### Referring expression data
++++++++++++++++++++
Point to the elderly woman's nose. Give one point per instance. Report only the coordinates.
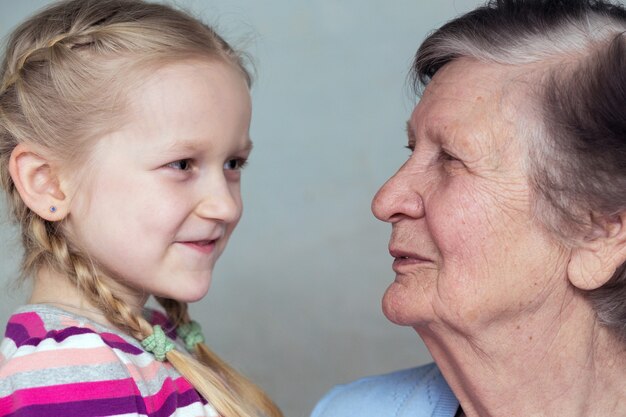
(397, 199)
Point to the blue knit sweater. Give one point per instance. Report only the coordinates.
(416, 392)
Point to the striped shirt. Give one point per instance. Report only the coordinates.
(55, 363)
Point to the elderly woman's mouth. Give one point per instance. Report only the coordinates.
(404, 258)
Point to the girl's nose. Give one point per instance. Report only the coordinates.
(221, 202)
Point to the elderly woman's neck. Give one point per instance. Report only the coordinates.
(548, 364)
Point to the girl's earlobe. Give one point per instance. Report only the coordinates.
(38, 183)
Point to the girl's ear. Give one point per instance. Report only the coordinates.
(595, 258)
(38, 183)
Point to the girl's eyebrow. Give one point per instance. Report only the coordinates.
(192, 145)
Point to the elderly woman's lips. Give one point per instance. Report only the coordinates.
(403, 259)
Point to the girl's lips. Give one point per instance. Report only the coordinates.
(202, 246)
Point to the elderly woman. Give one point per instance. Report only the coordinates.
(509, 220)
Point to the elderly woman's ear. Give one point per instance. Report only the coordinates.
(595, 258)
++++++++++++++++++++
### WHAT TO PRODUCE
The entries above are to be printed again word for word, with every picture removed.

### EXERCISE RESULT
Point to the elderly woman's nose. Give one point per instance. Report only the coordinates.
(397, 199)
Point to the blue knit sweater. Give one point per instance. Report only the coordinates.
(416, 392)
Point to the striped shirt. Give one point per instance. Report only the coordinates.
(55, 363)
Point to the elderly woman's mouth. Give one point per instance. Report only the coordinates.
(404, 258)
Point to the girl's nose. Give one point per instance. Report only the coordinates.
(221, 202)
Point to the elderly woman's neck. Give one point per instance. Report only the coordinates.
(548, 364)
Point to the girl's earlobe. Give one point per instance. Report only the coordinates.
(38, 183)
Point to the girl's ear. Give one point per instance. Report only the coordinates.
(595, 258)
(38, 183)
Point to the girl's eyebrow. Give one point per instance. Report only the coordinates.
(192, 145)
Point to the elderly woman's lips. Give one point per instance. Report only the coordinates.
(403, 259)
Point to the girl's lips. Give one point per instance. Report only the coordinates.
(202, 246)
Point to the elderly woman. Give one point per instance. Report only the coordinates.
(509, 220)
Point to the elderly woman's ear. Give one point per instance. Report only the coordinates.
(595, 258)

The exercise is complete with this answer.